## EXERCISE TEXT
== == ==
This is the challenge with an apprenticeship-based industry. Talent alone is not enough. You also need luck.
So, I started working on making my own luck. I had an opportunity to bet on myself and work for a successful entrepreneur turned buyer of software businesses. I ran a business for him for a year, learning a version of the Vista Equity playbook. Then I had the opportunity to buy companies for him. We sourced, won, negotiated, diligenced, and closed 30 deals for him in five years.
To do this many deals, I needed a lot of high-quality deal sourcing. So I sat down one Saturday morning in the beginning of our run, and I built the CRM capabilities I would need. Then we began building the origination flywheel.
I had built an origination capability twice before in my career — once in VC and once in PE. This time, I had a chance to own the IP. I built a function and a team that grew into a company — Razorhorse. I had an opportunity to bet on myself, forgoing any salary or retainer in exchange for a percentage of enterprise value closed, and in my first year I made more money than I would have made in three years in PE.
== == ==
## DATASET RECORDS
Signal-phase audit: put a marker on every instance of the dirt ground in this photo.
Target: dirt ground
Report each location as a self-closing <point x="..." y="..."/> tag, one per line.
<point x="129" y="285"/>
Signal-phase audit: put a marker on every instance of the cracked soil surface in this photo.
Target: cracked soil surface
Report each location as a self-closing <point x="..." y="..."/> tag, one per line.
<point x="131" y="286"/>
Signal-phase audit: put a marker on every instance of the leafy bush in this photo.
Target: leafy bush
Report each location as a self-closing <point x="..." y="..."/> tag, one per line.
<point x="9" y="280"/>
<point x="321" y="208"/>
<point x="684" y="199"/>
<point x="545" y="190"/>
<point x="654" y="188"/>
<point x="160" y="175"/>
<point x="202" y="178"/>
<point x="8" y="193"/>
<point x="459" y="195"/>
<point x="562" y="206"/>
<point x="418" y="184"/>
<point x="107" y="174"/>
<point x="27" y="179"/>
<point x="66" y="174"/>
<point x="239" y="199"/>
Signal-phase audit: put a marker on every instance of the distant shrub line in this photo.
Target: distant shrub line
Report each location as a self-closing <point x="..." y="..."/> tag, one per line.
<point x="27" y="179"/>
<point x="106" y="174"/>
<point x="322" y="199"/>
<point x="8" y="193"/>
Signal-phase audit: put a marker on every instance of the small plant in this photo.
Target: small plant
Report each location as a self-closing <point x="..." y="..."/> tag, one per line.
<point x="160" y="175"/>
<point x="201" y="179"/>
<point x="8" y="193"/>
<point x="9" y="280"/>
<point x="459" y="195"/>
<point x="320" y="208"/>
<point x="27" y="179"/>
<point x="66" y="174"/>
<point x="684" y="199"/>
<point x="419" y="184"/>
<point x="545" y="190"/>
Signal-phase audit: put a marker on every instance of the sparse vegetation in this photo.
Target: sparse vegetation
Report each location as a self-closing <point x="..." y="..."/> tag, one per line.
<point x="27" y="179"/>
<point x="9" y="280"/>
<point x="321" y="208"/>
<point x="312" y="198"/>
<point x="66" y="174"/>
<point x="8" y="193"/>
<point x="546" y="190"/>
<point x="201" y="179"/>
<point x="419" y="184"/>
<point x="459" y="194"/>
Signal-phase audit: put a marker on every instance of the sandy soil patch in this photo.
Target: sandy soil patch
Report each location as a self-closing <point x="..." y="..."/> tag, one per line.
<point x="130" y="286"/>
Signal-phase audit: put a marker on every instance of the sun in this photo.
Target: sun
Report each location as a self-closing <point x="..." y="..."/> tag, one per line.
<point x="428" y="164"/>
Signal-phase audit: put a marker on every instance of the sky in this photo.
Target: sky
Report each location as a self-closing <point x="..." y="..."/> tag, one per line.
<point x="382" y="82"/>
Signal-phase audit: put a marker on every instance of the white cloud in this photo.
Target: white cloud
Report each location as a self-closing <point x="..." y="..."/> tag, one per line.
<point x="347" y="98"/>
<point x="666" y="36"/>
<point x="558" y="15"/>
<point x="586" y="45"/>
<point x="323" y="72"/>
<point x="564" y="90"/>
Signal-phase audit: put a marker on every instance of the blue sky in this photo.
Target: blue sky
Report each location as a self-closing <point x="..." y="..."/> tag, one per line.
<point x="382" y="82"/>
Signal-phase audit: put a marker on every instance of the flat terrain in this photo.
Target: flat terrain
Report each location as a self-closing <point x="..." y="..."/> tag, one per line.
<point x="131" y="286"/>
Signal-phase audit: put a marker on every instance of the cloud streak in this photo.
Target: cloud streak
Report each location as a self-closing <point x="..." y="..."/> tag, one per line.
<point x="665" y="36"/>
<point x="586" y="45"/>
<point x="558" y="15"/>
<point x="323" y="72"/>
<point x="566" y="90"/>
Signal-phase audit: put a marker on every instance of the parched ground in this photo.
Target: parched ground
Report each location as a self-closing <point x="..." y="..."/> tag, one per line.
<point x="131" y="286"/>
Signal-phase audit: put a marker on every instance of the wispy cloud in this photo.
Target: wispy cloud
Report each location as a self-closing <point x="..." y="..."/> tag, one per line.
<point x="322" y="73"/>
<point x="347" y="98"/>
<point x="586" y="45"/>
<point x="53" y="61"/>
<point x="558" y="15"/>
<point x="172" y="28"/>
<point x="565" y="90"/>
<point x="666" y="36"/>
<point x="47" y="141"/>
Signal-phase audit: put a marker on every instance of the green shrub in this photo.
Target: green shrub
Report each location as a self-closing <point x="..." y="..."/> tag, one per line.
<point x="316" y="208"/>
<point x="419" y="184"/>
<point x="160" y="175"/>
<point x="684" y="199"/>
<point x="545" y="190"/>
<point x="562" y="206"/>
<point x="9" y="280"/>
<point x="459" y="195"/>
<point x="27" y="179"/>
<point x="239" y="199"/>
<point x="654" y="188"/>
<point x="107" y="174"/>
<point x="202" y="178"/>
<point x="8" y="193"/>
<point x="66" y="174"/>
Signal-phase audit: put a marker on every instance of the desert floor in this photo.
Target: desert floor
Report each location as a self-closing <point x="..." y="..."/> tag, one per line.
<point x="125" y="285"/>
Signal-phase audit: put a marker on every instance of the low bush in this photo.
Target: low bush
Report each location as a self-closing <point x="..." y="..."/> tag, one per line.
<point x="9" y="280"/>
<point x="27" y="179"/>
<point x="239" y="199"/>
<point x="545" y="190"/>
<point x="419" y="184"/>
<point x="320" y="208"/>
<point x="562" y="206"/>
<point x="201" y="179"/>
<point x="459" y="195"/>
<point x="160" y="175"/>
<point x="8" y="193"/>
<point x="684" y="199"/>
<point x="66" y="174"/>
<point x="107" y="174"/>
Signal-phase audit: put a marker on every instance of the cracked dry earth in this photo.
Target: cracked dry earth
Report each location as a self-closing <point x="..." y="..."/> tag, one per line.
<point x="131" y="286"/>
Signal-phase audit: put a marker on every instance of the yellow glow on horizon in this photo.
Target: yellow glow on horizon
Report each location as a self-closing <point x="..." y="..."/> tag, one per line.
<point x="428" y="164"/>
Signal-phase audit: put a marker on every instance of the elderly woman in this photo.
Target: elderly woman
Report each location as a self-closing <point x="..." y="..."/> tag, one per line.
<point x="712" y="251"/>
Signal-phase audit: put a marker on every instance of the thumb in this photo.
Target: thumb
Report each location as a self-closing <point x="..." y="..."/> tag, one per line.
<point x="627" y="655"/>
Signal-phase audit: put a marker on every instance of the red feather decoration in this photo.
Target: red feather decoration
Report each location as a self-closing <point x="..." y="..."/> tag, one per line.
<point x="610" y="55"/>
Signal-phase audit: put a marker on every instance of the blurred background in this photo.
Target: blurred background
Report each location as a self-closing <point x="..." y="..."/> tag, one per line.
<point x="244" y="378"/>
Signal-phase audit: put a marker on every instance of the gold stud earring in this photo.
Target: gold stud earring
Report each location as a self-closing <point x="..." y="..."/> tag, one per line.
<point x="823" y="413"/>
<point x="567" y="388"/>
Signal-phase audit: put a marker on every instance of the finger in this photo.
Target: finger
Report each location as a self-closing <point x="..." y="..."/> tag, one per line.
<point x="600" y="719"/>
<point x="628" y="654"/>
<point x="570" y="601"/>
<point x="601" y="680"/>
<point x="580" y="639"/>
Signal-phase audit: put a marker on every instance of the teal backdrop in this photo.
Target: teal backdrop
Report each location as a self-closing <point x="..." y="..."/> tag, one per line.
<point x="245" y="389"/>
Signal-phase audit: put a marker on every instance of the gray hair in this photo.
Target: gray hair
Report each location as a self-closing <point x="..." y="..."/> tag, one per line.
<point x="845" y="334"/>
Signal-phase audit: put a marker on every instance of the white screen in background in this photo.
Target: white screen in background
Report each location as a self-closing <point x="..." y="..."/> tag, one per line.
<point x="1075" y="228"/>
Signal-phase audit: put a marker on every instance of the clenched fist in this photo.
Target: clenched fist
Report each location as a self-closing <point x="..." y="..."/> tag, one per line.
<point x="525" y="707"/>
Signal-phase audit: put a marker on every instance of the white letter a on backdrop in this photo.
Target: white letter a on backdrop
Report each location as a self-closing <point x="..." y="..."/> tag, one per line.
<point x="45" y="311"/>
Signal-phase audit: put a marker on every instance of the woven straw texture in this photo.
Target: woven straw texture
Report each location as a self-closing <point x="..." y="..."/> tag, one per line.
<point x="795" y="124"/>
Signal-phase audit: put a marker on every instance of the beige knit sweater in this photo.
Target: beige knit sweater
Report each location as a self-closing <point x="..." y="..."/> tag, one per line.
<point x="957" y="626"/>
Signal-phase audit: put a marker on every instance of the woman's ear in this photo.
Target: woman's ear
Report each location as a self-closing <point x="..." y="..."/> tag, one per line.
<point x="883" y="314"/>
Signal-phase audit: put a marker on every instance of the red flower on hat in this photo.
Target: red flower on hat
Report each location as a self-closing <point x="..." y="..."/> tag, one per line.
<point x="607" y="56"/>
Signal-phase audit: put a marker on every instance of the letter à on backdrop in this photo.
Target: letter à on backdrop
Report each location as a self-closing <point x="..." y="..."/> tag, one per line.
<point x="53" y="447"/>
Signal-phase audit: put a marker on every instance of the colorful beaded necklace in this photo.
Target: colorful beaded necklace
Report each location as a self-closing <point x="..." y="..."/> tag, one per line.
== == ==
## WORK ORDER A
According to the Razorhorse passage, how many deals were closed for the entrepreneur in five years?
## WORK ORDER B
Extract everything in the Razorhorse passage from "This is the" down to "the origination flywheel.".
The data comes from a separate source.

## WORKED SOLUTION A
30 deals.

## WORKED SOLUTION B
This is the challenge with an apprenticeship-based industry. Talent alone is not enough. You also need luck.
So, I started working on making my own luck. I had an opportunity to bet on myself and work for a successful entrepreneur turned buyer of software businesses. I ran a business for him for a year, learning a version of the Vista Equity playbook. Then I had the opportunity to buy companies for him. We sourced, won, negotiated, diligenced, and closed 30 deals for him in five years.
To do this many deals, I needed a lot of high-quality deal sourcing. So I sat down one Saturday morning in the beginning of our run, and I built the CRM capabilities I would need. Then we began building the origination flywheel.